▶ STATED EXERCISE 1: Report each line of the listing below that contains the word "grass". Case must match.

▶ EXTRACT:

Keeping track of 300 servers

Since WordPress.com broke 10 million pageviews today, I thought it would be a good time to talk a little bit about keeping track of all the servers that run WordPress.com, Akismet, WordPress.org, Ping-o-matic, etc. Currently we have over 300 servers online in 5 different data centers across the country. Some of these are collocated, and others are with dedicated hosting providers, but the bottom line is that we need to keep track of them all as if they were our children! Currently we use Nagios for server health monitoring, Munin for graphing various server metrics, and a wiki to keep track of all the server hardware specs, IPs, vendor IDs, etc. All of these tools have suited us well up until now, but there have been some scaling issues.

  • MediaWiki — Like Wikipedia, we have a MediaWiki page with a table that contains all of our server information, from hardware configuration to physical location, price, and IP information. Unfortunately, MediaWiki tables don’t seem to be very flexible and you cannot perform row or column-based operations. This makes simple things such as counting how many servers we have become somewhat time consuming. Also, when you get to 300 rows, editing the table becomes a very tedious task. It is very easy to make a mistake throwing the entire table out of whack. Even dividing the data into a few tables doesn’t make it much easier. In addition, there is no concept of unique records (nor do I really think there should be) so it is very easy to end up with 2 servers that have the same IP listed or the same hostname.
  • Munin — Munin has become an invaluable tool for us when troubleshooting issues and planning future server expansion. Unfortunately, scaling munin hasn’t been the best experience. At about 100 hosts, we started running into disk IO problems caused by the various data collection, graphing and HTML output jobs munin runs. It seemed the solution was to switch to the JIT graphing model which only drew the graphs when you viewed them. Unfortunately, this only seemed to make the interface excruciatingly slow and didn’t help the IO problems we were having. At about 150 hosts we moved munin to a dedicated server with 15k RPM SCSI drives in a RAID 0 array in an attempt to give it some more breathing room. That worked for a while, but we then started running into problems where the process of polling all the hosts actually took longer than the monitoring interval. The result was that we were missing some data. Since then, we have resorted to removing some of the things we graph on each server in order to lighten the load. Every once in a while, we still run into problems where a server is a little slow to respond and it causes the polling to take longer than 5 minutes. Obviously, better hardware and reducing graphed items isn’t a scalable solution so something is going to have to change. We could put a munin monitoring server in each datacenter, but we currently sum and stack graphs across datacenters. I am not sure if/how that works when the data is on different servers. The other big problem I see with munin is that if one host’s graphs stop updating and that host was part of a totals graph, the totals graph will just stop working. This happened today — very frustrating.

▶ DATA EXTRACT:
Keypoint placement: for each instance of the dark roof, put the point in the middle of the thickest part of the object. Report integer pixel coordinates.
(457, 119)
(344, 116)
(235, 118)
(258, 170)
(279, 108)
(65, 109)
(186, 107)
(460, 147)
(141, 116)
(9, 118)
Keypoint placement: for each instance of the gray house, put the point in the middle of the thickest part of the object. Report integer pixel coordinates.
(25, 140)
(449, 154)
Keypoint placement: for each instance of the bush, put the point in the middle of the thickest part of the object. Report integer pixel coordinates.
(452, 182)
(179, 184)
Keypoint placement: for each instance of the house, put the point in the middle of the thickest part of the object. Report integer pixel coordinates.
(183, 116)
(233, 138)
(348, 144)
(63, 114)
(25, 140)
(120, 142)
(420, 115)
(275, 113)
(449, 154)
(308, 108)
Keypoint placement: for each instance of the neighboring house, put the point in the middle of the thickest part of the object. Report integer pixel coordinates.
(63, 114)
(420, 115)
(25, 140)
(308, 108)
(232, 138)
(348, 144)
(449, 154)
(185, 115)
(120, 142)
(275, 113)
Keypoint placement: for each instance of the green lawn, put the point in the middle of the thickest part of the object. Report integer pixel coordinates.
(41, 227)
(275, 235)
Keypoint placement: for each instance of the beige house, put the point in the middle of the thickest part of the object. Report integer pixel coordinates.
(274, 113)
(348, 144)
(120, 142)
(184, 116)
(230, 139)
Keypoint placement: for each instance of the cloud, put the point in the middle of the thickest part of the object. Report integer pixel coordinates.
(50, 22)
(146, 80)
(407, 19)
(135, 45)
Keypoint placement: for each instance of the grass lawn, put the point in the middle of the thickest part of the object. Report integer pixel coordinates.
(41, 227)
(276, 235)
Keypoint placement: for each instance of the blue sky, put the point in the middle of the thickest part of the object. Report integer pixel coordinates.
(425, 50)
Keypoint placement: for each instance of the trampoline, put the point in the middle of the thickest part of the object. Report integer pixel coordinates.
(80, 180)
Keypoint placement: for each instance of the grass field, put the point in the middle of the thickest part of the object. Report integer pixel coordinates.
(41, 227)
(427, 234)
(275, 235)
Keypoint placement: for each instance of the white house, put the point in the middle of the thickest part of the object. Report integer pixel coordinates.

▶ STATED EXERCISE 2: Write the next part of the post above about keeping track of 300 servers, starting after its final sentence.

▶ WRITTEN ANSWER 1:
Keypoint placement: for each instance of the grass lawn, put the point in the middle of the thickest part of the object. Report integer pixel coordinates.
Keypoint placement: for each instance of the grass field, put the point in the middle of the thickest part of the object. Report integer pixel coordinates.

▶ WRITTEN ANSWER 2:
  • Nagios — I feel this has scaled the best of the 3. We have this running on a relatively light server and have no load or scheduling issues. I think it is time, however, to look at moving to Nagios’ distributed monitoring model. The main reason for this is that since we have multiple datacenters, each of which have their own private network, it is important for us to monitor each of these networks independently in addition to the public internet connectivity to each datacenter. The simplest way to do this is to put a nagios monitoring node in each data center which can then monitor all the servers in that facility and report the results back to the central monitoring server. Splitting up the workload should also allow us to scale to thousands of hosts without any problems.

Anyone have recommendations on how to better deal with these basic server monitoring needs? I have looked at Zabbix, Cacti, Ganglia, and some others in the past, but have never been super-impressed. Barring any major revelations in the next couple weeks, I think we are going to continue to scale out Nagios and Munin and replace the wiki page with a simple PHP/MySQL application that is flexible enough to integrate into our configuration management and deploy tools.

Author: Barry

To be written by someone famous...

59 thoughts on “Keeping track of 300 servers”

  1. I’ve been told by a fellow co-op member that Zenoss is worth looking at as an alternative to Nagios. Apparently it scales better. Haven’t tried it myself, but it might be worth considering.

  2. How are these 300 servers approximately distributed over the different services (WordPress.com, Akismet, WordPress.org, Ping-o-matic)? I’d expect 95% of these would be for WordPress.com. Or does Akismet ‘consume’ a lot of servers (given the huge number of spam messages it has to process)?

  3. Yes, the majority of the servers power WordPress.com. Although Akismet deals with millions of spam messages per day, the infrastructure required to run the service is much less than WordPress.com

  4. Barry,

    For the Munin monitoring problem, I assume Munin uses RRD, so the Disk IO issue is a common problem. One way we’ve gotten around it (we use collectd rather than Munin but it doesn’t matter)… anyways, one way to get around it is to collect the stats at each datacenter and rsync the RRDs to a central “graphing server.” This has a number of other benefits as well, but helps scale you out while still letting you pull data from multiple RRDs at the same time to do complex graphs.

  5. I used to work with a team managing the same sized network, and we used a combination of nagios and ganglia for monitoring.

    Ganglia uses RRD for data storage. Our solution to the performance issue was to store the rrd files on a ramdisk. You could have a cron job copy the files to disk every few minutes to minimize data loss on a power failure or reboot.

    I later used the cacti package to manage about 40 hosts/routers, and I found that it was very easy to use and setup, but it didn’t scale well at all (interface wise).

    One question I have is what kind of naming conventions you guys use for your servers.

    Finally, tim’s suggestion of using DabbleDB is a great one. It’s a phenomenal tool.

  6. When I was at Rackspace we used OpenNMS to power our monitoring services and I wasn’t a big fan. That was a while ago and I am sure it has gotten better, so I will definitely take a look.

  7. “The other big problem I see with munin is that if one host’s graphs stop updating and that host was part of a totals graph, the totals graph will just stop working.”

    This is because the value for that data point is UN (unknown), so anything plus UN is UN and your graph will have gaps.

    Not sure how to go about fixing this within the Munin framework as I’m not familiar with it, but if you can get at the RRD definition for the graph you can fix it.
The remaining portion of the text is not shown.